___ FRAGMENTO DEL TEXTO

El escritor colombiano fue coronado hace 90 años poeta nacional. A los 24 días falleció de cáncer
El día de la coronación de Flórez como poeta nacional se reunió una multitud en su casa y los alrededores./eltiempo.com |
Todo el país de 1923 sabía que Julio Flórez estaba a punto de morir.
Que ya no quedaban meses sino días si la cuestión era hacerle saber, en
vida, que él era de lejos el poeta más popular de Colombia: que los
versos lacerados que consiguió escribir desde los 7 años hasta los 50,
"cierro los ojos y entre mí te veo", "algo se muere en mí todos los
días", "todo nos llega tarde, ¡hasta la muerte!", no solo le habían
evitado quedarse sin excusas para seguir viviendo, sino que habían sido
leídos por miles y miles de lectores en una nación profundamente
conservadora en la que no era posible hallar un oficio más atractivo ni
más importante que el oficio del escritor. Flórez tenía que ser coronado
como "el gran poeta de la patria" -y no es una metáfora: la idea, de
comienzos del siglo XX, era en verdad ponerle una corona- antes de que
terminara de perder el pulso con una enfermedad maligna que ni siquiera
los brujos sabían curar.

______
___ DATOS PARA EXAMINAR

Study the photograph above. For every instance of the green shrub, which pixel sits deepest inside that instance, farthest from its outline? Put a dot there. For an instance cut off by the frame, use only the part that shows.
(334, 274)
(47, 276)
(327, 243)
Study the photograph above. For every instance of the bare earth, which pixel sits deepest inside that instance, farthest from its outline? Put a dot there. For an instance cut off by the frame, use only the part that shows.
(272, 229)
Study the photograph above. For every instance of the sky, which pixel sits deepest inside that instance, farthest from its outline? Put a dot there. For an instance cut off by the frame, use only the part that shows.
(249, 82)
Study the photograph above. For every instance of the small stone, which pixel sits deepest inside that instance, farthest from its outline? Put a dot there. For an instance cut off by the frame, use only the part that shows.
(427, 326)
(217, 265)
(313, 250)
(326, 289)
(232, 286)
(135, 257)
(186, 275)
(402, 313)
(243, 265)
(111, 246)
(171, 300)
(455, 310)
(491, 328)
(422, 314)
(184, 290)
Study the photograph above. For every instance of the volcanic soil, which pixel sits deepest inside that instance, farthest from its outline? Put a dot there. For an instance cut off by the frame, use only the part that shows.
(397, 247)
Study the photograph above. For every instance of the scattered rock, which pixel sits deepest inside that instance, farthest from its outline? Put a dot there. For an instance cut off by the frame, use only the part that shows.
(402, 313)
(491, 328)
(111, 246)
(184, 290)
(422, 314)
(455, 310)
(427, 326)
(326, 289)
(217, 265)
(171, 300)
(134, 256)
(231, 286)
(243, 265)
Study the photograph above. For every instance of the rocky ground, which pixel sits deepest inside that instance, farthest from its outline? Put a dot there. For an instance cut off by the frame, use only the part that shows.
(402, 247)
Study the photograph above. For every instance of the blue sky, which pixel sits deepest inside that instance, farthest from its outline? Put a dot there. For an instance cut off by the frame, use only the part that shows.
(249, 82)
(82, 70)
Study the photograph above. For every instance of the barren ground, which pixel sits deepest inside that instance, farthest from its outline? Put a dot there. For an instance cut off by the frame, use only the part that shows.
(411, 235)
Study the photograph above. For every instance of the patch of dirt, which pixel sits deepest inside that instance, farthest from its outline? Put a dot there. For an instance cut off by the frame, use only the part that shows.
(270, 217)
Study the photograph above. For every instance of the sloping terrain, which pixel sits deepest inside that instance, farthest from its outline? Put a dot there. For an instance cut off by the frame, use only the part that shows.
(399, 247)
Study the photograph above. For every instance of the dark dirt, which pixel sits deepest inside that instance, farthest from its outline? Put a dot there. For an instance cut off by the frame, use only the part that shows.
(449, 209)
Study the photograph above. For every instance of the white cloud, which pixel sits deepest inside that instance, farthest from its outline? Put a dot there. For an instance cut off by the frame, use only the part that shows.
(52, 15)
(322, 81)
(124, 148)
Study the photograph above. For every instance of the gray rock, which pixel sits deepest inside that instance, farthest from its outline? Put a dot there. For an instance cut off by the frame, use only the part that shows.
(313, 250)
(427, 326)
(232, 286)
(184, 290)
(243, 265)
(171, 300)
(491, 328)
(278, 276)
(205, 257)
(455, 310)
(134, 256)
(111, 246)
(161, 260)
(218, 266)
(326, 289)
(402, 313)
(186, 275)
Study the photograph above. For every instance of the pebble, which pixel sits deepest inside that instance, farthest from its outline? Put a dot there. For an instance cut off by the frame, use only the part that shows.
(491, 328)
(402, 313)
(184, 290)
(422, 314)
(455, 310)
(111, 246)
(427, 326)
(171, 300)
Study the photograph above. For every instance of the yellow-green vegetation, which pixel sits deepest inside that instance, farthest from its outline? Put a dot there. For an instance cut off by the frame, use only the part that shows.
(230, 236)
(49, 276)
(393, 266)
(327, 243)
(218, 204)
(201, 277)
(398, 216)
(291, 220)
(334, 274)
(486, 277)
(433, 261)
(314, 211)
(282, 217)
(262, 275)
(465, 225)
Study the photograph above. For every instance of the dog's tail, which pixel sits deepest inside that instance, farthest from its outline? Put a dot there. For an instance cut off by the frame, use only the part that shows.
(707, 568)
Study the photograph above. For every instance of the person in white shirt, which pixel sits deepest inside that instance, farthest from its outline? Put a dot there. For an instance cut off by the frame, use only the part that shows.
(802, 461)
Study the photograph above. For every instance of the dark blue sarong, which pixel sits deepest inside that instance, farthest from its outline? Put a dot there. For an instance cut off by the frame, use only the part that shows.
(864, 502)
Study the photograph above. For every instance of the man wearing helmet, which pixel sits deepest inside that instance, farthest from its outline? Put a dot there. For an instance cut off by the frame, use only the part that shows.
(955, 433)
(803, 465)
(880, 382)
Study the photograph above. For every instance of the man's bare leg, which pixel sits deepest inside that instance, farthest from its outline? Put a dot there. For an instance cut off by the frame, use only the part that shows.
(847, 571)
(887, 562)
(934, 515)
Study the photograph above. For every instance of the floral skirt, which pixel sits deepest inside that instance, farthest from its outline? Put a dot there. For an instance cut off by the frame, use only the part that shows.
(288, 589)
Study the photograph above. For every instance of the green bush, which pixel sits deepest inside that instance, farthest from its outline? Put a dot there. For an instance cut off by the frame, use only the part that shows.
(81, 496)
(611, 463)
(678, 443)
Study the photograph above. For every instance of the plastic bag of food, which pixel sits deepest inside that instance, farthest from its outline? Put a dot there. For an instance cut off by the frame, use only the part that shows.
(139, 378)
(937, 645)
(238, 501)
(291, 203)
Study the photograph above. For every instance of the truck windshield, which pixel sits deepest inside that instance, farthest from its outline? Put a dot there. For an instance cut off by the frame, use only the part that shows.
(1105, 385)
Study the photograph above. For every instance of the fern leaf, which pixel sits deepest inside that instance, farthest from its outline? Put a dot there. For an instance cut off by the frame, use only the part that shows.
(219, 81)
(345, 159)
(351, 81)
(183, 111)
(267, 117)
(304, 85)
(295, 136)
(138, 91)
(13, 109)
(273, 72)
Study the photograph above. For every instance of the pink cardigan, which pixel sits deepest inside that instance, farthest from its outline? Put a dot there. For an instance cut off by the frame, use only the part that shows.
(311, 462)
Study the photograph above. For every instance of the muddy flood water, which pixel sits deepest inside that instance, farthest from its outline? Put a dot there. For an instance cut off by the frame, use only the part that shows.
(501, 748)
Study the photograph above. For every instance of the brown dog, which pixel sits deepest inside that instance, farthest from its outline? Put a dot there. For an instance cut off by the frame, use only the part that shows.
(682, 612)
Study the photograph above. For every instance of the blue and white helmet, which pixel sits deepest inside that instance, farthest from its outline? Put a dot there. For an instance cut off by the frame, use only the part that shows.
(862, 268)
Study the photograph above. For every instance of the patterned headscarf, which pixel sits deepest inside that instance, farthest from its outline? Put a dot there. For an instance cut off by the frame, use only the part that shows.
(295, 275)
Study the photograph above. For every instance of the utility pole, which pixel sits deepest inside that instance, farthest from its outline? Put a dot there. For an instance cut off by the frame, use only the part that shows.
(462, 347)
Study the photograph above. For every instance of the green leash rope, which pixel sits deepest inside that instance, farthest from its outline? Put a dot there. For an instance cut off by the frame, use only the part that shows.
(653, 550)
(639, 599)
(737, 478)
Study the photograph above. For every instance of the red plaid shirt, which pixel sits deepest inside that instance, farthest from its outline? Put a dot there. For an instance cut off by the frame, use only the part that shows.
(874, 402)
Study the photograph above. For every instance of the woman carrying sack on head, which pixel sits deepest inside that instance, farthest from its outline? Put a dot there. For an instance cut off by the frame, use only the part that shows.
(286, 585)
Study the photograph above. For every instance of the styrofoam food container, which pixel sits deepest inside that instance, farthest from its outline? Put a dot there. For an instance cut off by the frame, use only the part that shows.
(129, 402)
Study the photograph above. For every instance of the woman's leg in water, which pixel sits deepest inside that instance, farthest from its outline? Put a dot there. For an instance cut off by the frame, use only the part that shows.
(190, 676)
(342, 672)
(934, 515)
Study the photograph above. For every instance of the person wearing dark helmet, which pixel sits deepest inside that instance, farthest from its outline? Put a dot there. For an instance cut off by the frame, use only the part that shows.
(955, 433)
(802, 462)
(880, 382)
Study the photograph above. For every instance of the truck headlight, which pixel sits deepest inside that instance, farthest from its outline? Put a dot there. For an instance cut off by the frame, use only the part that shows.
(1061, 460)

______

**ENUNCIADO DEL EJERCICIO**: Transcribe sin cambios el pasaje del texto sobre Julio Flórez que empieza con las palabras que contienen "El escritor colombiano" y termina con "punto de morir.". Los registros no guardan relación con el texto.

**TAREA RESUELTA**:
El escritor colombiano fue coronado hace 90 años poeta nacional. A los 24 días falleció de cáncer
El día de la coronación de Flórez como poeta nacional se reunió una multitud en su casa y los alrededores./eltiempo.com |
Todo el país de 1923 sabía que Julio Flórez estaba a punto de morir.